[[ Data provided open ]]

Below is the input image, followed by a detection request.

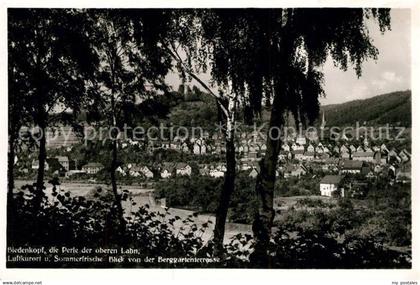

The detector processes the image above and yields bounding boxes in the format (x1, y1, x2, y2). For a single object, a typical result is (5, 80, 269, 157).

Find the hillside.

(321, 90, 411, 127)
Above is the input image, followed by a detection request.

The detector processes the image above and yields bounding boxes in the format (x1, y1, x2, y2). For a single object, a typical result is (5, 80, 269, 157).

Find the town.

(17, 118, 411, 199)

[[ Data provided closed ]]

(About this exercise):
Could you restate the material word for word, skipping any pictures it holds?

(Written reply):
Below is the input image, followed by a detection request.


The detector processes the image above and yields bounding boxes in the format (x1, y1, x2, y2). For a single object, a typical result is (5, 80, 269, 157).

Find the hillside.

(321, 90, 411, 127)
Above is the input image, followed by a detection request.

The detector processes the image above and yields bounding boxes in the format (x1, y1, x2, y2). For a single object, a typical result is (5, 80, 269, 157).

Find the town.

(17, 118, 411, 199)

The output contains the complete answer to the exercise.